EXERCISE:
Restate the records in their entirety, word for word.

ENTRIES PROVIDED:
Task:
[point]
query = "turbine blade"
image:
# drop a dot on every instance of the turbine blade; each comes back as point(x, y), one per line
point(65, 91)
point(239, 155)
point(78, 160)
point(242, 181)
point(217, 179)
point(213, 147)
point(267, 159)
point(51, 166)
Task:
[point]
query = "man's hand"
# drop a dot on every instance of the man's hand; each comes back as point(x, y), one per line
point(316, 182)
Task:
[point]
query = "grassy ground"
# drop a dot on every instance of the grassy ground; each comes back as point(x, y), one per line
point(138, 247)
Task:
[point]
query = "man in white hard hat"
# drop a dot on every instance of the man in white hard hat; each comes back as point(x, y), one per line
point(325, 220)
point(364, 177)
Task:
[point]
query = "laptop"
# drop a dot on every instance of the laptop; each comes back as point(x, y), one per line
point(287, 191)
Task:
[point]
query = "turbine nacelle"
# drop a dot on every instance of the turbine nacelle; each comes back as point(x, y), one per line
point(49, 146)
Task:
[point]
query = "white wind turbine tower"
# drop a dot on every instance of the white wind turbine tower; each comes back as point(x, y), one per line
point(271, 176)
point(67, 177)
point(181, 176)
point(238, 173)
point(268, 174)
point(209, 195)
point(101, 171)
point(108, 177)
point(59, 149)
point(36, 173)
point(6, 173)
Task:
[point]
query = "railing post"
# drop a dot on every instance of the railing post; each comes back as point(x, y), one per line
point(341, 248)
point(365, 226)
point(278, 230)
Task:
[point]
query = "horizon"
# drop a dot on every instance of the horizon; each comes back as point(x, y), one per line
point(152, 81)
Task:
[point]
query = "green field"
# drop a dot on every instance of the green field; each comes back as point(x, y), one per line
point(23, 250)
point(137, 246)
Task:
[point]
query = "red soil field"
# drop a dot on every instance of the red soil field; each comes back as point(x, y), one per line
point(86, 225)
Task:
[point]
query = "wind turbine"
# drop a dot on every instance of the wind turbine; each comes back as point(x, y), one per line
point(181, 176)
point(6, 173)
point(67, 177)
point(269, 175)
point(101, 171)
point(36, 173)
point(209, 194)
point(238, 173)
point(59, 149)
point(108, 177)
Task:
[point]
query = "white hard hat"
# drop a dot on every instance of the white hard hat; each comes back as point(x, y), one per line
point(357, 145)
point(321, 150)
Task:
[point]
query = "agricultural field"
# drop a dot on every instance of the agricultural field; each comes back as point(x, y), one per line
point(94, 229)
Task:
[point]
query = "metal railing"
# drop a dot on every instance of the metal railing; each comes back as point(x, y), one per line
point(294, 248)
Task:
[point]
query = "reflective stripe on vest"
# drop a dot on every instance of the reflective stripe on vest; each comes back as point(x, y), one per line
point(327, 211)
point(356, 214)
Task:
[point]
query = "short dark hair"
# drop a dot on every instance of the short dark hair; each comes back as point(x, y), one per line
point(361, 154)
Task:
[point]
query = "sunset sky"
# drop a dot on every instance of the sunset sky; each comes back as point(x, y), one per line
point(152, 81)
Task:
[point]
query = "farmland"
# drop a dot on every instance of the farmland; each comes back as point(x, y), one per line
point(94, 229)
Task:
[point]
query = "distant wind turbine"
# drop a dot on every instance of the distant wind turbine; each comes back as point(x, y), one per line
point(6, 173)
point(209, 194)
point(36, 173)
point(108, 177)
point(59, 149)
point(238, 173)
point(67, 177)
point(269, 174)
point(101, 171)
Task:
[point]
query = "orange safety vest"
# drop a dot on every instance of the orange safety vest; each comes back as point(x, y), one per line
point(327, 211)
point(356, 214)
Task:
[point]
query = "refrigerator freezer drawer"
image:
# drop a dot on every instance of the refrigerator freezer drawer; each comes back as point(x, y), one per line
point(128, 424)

RESULT:
Task:
[point]
query = "turbine blade"
image:
# drop a dot on every instance of the turbine blade; each comes back as point(x, y), one per line
point(65, 91)
point(239, 155)
point(78, 160)
point(242, 181)
point(217, 179)
point(213, 147)
point(267, 159)
point(51, 166)
Task:
[point]
query = "man's hand"
# drop a dot on every instance of the man's hand; each comes back as point(x, y), one per line
point(316, 182)
Task:
[point]
query = "grassy ground"
# drop a dot on every instance of the grassy ground; each comes back as point(x, y), one per line
point(138, 247)
Task:
[point]
query = "man in white hard hat"
# drop a dot on every instance of the man in white hard hat; each comes back as point(x, y), one per line
point(325, 220)
point(364, 177)
Task:
[point]
query = "laptop"
# drop a dot on every instance of the laptop; each comes back as point(x, y), one per line
point(287, 191)
Task:
[point]
query = "turbine nacelle"
# drop a dot on every instance of the turbine nacelle; each comes back as point(x, y), one per line
point(49, 146)
Task:
[point]
query = "white wind turbine tower"
# drop a dot on every instance of the white wind turbine tower; each comes back as point(x, y), one per line
point(271, 176)
point(67, 177)
point(181, 176)
point(238, 173)
point(268, 174)
point(209, 195)
point(101, 171)
point(108, 177)
point(59, 149)
point(36, 173)
point(6, 173)
Task:
[point]
query = "railing post"
# drop a dot on every instance of the railing post; each comes back as point(x, y), one per line
point(341, 248)
point(365, 226)
point(278, 230)
Task:
[point]
query = "horizon"
# drop a dot on every instance of the horizon; each comes back as point(x, y), one per line
point(152, 81)
Task:
[point]
query = "green field"
# drop a dot on every instance of the green field; each comes back as point(x, y), one per line
point(23, 250)
point(137, 246)
Task:
[point]
query = "red soil field"
# drop a dot on every instance of the red soil field; each comes back as point(x, y), one per line
point(86, 225)
Task:
[point]
query = "wind turbine"
# drop a dot on every instance of the wind turbine; each comes back as point(x, y), one per line
point(181, 176)
point(6, 173)
point(67, 177)
point(269, 175)
point(101, 171)
point(36, 173)
point(209, 194)
point(238, 173)
point(59, 149)
point(108, 177)
Task:
[point]
query = "white hard hat"
# drop a dot on every instance of the white hard hat; each comes back as point(x, y), one per line
point(357, 145)
point(321, 150)
Task:
[point]
query = "agricultural field"
# drop a dot on every instance of the agricultural field; each comes back as point(x, y), one per line
point(94, 229)
Task:
[point]
query = "metal railing"
# drop a dot on every instance of the metal railing; each comes back as point(x, y), one per line
point(294, 248)
Task:
[point]
query = "reflective stripe on vest"
# drop a dot on every instance of the reflective stripe on vest; each comes back as point(x, y), one per line
point(327, 211)
point(356, 214)
Task:
[point]
query = "short dark hair"
# drop a dot on every instance of the short dark hair; each comes back as point(x, y), one per line
point(361, 154)
Task:
[point]
query = "sunset sky"
# drop a dot on every instance of the sunset sky; each comes back as point(x, y), one per line
point(152, 81)
Task:
[point]
query = "farmland"
# drop a dot on every instance of the farmland; each comes back as point(x, y), one per line
point(94, 229)
Task:
[point]
query = "distant wind turbine"
# drop a dot on every instance of the distant wind turbine; each comes back as point(x, y), one per line
point(6, 173)
point(209, 194)
point(36, 173)
point(108, 177)
point(59, 149)
point(238, 173)
point(67, 177)
point(269, 174)
point(101, 171)
Task:
[point]
query = "orange safety vest"
# drop a dot on every instance of the orange safety vest; each comes back as point(x, y), one per line
point(327, 211)
point(356, 214)
Task:
[point]
query = "refrigerator freezer drawer"
image:
# drop a dot on every instance of the refrigerator freezer drawer; each comes back as point(x, y), one per line
point(128, 424)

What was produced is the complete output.